--- begin Record excerpts ---
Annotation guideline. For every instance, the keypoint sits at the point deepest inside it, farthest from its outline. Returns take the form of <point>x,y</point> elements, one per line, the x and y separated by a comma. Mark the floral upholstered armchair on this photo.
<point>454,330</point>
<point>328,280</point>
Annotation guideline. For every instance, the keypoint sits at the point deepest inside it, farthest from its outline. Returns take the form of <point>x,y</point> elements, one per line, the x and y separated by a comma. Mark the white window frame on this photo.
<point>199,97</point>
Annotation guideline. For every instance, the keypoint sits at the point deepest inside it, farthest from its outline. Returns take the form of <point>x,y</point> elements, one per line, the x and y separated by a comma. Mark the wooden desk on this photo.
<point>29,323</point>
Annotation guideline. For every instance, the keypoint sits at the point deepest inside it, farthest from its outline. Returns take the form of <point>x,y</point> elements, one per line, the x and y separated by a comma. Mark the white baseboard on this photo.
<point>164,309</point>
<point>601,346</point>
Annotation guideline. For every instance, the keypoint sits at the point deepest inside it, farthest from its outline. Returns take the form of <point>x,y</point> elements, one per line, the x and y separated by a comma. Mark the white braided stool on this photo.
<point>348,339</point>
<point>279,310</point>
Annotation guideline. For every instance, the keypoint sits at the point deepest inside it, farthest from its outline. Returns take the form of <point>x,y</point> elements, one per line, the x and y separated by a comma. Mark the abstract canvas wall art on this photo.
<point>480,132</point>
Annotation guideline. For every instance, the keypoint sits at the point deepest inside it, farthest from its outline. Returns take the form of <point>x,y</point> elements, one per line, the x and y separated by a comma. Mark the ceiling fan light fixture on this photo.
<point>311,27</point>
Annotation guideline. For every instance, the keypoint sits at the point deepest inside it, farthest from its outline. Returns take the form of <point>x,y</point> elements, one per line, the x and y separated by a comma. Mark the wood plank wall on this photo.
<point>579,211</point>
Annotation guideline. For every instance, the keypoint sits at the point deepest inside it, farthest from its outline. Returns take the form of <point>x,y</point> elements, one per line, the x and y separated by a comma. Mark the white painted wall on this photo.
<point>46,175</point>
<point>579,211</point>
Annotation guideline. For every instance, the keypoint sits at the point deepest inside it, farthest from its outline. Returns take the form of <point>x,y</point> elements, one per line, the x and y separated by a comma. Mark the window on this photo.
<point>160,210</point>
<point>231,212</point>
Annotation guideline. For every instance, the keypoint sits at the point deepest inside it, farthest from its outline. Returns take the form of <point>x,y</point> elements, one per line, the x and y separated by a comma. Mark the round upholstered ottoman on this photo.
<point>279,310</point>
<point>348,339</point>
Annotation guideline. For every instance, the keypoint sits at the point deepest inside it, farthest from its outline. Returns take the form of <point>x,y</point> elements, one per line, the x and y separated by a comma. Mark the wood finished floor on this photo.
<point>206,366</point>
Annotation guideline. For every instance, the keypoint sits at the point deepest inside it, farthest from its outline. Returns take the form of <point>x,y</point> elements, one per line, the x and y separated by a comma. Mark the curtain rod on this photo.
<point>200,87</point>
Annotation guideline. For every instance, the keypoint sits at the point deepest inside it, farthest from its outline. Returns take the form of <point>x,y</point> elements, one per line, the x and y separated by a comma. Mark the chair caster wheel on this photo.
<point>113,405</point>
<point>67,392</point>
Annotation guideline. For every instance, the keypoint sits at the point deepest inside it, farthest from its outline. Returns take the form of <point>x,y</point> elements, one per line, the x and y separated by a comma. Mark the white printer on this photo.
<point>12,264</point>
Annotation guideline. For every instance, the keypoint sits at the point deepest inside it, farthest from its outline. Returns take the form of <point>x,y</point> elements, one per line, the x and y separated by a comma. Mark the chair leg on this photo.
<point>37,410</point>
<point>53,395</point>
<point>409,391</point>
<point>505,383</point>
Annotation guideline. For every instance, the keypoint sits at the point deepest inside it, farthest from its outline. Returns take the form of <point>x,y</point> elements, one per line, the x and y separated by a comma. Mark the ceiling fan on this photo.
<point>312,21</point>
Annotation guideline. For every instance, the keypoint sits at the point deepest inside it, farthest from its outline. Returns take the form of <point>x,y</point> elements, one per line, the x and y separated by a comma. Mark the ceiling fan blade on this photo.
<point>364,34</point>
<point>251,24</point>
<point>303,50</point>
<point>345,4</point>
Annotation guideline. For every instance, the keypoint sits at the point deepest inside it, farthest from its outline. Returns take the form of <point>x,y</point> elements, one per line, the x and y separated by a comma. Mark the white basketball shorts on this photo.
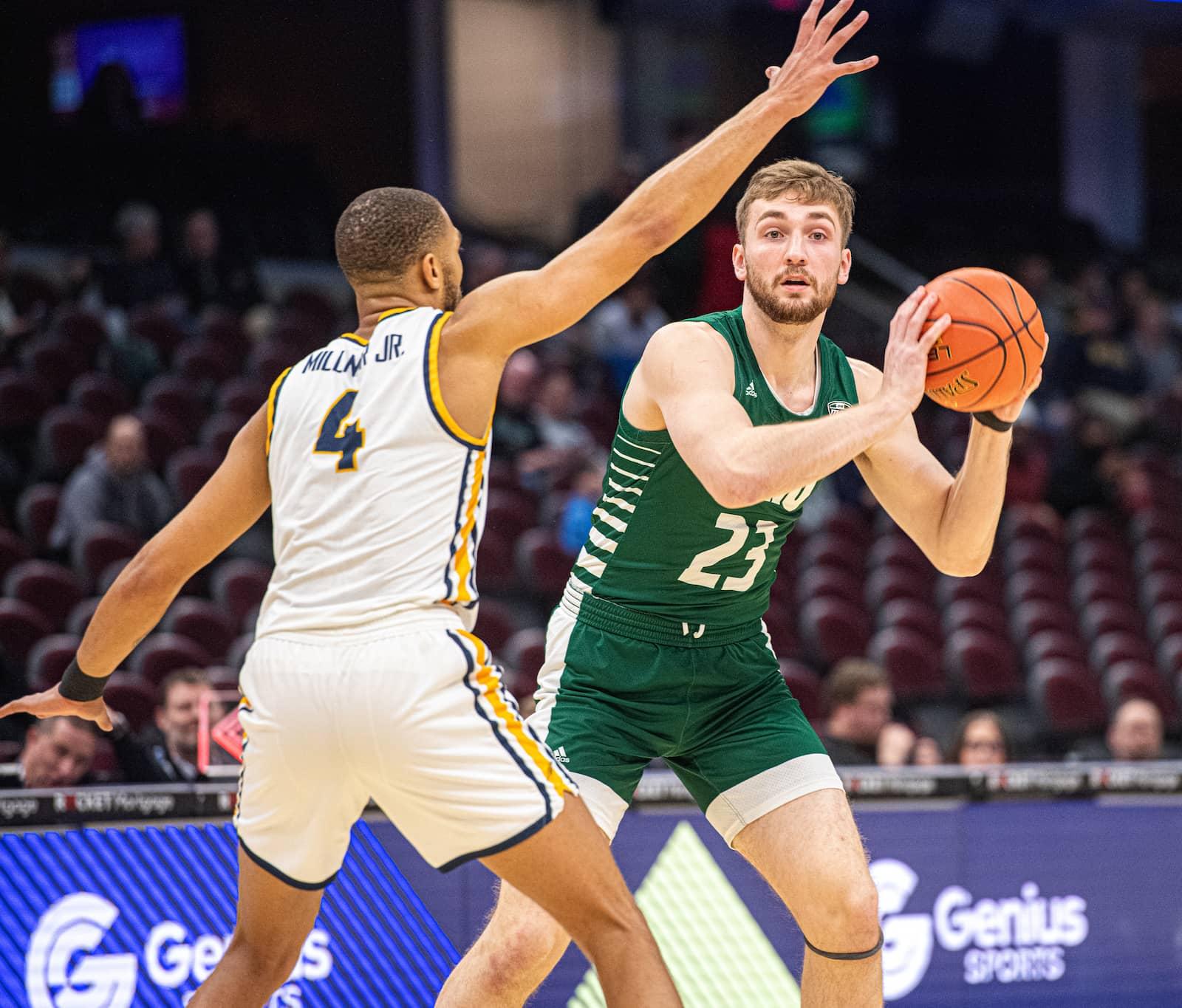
<point>417,719</point>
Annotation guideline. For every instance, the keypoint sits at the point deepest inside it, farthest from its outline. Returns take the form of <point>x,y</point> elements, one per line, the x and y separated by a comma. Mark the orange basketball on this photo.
<point>993,349</point>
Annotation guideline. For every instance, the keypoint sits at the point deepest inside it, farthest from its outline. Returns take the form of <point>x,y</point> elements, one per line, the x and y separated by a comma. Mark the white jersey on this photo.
<point>378,493</point>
--- end Record excerpts ---
What to do ▸ Your task is an exact transcription of all the data, minus the pictures.

Response to this task ▸
Annotation guideline. For every instance, the keypoint sits at the point deepest inside it, farthest from its outline. Returns take the form of <point>x,y</point> elements, one per line, the x and y separated by a comma. Mark the floral upholstered armchair on this photo.
<point>454,330</point>
<point>328,280</point>
Annotation guideline. For every instance, the keypoint sits at the point deepest inside it, farthest from its outline. Returns take the form of <point>x,y</point> elements, one per line, the x and y separated by a comma. Mark the white window frame on this photo.
<point>199,97</point>
Annotation guideline. For every instance, the keypoint sits at the point deepest inside it, farthest from its outline. Returns take the form of <point>x,y</point> elements, one per line, the x and y separated by a comma. Mark the wooden desk on this photo.
<point>29,323</point>
Annotation guideline. For every instance, the keypoint sits at the point deepest inside it, farthest from its outline. Returns take the form of <point>x,y</point> elements, one per line, the x and y separated by a comma. Mark the white baseboard on this photo.
<point>164,309</point>
<point>601,346</point>
Annotation guideline. For every instance, the keypoint sits at the point deepest inside it, farthest from its outline. Returns take the form of <point>x,y</point> elements, one per line, the x and y separated by a comma. Mark the white braided stool on this photo.
<point>348,339</point>
<point>279,310</point>
Annotation guideline. For every instance, the keypoint sits at the point deepest inside it, farthest from its outline. Returns take the form of <point>x,y</point> elements, one per line, the x and y separated by a comma. Mark the abstract canvas wall art on this photo.
<point>480,132</point>
Annotation guideline. For every instance, the keypoint sits at the point deepest inside it, farthest from its outline. Returns take the form of <point>x,y</point> elements, one per line, the x and y separated by a comma. Mark the ceiling fan light fixture on this photo.
<point>311,27</point>
Annotation guideline. For every instance, the keypoint sits at the point deepest inside it, farthest from its outline. Returns take the form of <point>x,y</point> elements, one per line, the x and y separated by a comma. Mark the wood plank wall on this photo.
<point>579,211</point>
Annotation guideline. For every instance, the keypoint sits at the point deepest inside it, farthest from its outline. Returns take the form of <point>x,y</point> elements, one per line, the x and y separated by a comma. Mark the white painted wall on this photo.
<point>46,175</point>
<point>579,211</point>
Annotation guideline. For every instance, the keypoint sits at the point deepest inside it, farthest from its outline. Returns take the form of <point>x,y</point> elements, one per line, the x and y separated by a comma. Mark the window on this photo.
<point>160,210</point>
<point>231,212</point>
Annotation guideline. For every instance, the keypoint sits at the point deepest inside it, farthest from its outline. Returns take the form of <point>x,y</point> elements, one per line, the x and y separated by a comma. Mark the round upholstered ottoman on this photo.
<point>279,310</point>
<point>348,339</point>
Annotation guideline. For every instance, the keypoint sits at the point deepest inside it, farthest from its outline. Returns take the form of <point>x,y</point> elements, one per line, the x and y separated by a comma. Mark the wood finished floor on this photo.
<point>206,366</point>
Annotation guideline. For every instance, the keypoint sits at the point deepest inside it, farthest from its outline. Returns take the form of <point>x,y</point> elements, one per line, the x and y separated by a comma. Mark the curtain rod on this photo.
<point>200,87</point>
Annotation guideline. For every instance, the keypoint sits at the point deepest inside it, farthest from its outline. Returns take the form of <point>x,y</point> elements, one per line, the x and y separated by a comma. Mark the chair caster wheel on this photo.
<point>113,405</point>
<point>67,392</point>
Annotation guideline. For every instance, the keypoint sits at the point deepest inside it, farthest from its outline. Returns take the form of <point>x,y</point> elements, one per line, the x and y separated by a comma. Mark the white printer on this photo.
<point>12,264</point>
Annotation guideline. For every instance, the keypoint sits at the point deepest inside it, farthest from its outline. Returns take the form of <point>x,y</point> elements, one per line, the x and y separated by a comma. Mark the chair leg on this photo.
<point>37,410</point>
<point>53,395</point>
<point>409,391</point>
<point>505,383</point>
Annotation guideline. For every instance, the keypoint sits at the point deepest inside it, farthest from its outline. Returns take the form of <point>x,y</point> elements, one per line, the x and y separated by a comma. Mark the ceiling fan on this photo.
<point>312,21</point>
Annotation guideline. For every instance, the keypoint sits at the point deepest inside it, farthest from its outline. Returns take the form of <point>x,y</point> elements, one per line, the x and y separated by a comma. Mark the ceiling fan blade on this photo.
<point>364,34</point>
<point>251,24</point>
<point>303,50</point>
<point>345,4</point>
Annotation guideline. For every instance, the keypoint sits at the point deepest inside it, farthest from its outline. Returns take the form of <point>x,y</point> elements, one per line, the x and y separated by a comma. Mark the white basketball shorts on this photo.
<point>417,719</point>
Annotation guideline. For every instance, the keypoint sits at the point deepest inside it, farthest from its outline. Returns take the form of <point>x,y</point> elements, one per line, the x and y separated by a comma. Mark the orange basketball on this photo.
<point>993,349</point>
Annotation guideline. For every instance, the keypoint sits at the point deepest inside it, farthest from its outline. Returns take the form of <point>x,y</point> elements, one per line, the x and y separated by a comma. Mark the white jersey on this photo.
<point>378,493</point>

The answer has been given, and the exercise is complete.